> YOUR TASK: The answer must be the lines from the one containing "Target: riverbank" through the last line of the data below, copied exactly, with nothing else.

> DATASET ENTRIES:
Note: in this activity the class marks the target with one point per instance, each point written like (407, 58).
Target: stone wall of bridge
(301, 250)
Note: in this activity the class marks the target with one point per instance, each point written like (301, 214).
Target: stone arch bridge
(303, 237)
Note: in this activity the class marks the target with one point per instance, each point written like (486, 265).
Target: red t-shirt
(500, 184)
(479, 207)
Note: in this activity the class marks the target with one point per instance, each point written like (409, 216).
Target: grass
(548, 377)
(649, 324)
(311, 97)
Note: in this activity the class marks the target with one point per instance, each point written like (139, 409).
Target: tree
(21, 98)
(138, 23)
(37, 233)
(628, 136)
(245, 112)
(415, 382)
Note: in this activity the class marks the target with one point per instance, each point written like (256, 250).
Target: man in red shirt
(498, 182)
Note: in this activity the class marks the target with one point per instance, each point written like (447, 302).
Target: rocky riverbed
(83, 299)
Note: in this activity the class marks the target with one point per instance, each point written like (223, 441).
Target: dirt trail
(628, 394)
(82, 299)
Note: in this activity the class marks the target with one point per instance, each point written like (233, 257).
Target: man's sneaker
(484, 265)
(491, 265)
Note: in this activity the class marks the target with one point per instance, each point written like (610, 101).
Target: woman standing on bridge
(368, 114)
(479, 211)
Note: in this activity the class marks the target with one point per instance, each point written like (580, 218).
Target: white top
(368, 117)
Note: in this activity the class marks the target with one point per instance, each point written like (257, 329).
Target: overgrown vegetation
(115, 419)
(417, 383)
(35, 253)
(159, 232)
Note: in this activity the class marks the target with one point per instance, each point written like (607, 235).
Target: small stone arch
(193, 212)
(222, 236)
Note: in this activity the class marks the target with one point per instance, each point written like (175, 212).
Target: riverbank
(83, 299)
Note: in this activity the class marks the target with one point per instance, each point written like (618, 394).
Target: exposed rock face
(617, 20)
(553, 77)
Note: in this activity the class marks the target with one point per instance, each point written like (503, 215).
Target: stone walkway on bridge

> SOLVED EXERCISE:
Target: riverbank
(83, 299)
Note: in this activity the class marks the target with one point per instance, each point written like (618, 394).
Target: exposed rock face
(617, 20)
(553, 77)
Note: in this activity the class marks the target with one point per instance, each point written like (503, 215).
Target: stone walkway on bridge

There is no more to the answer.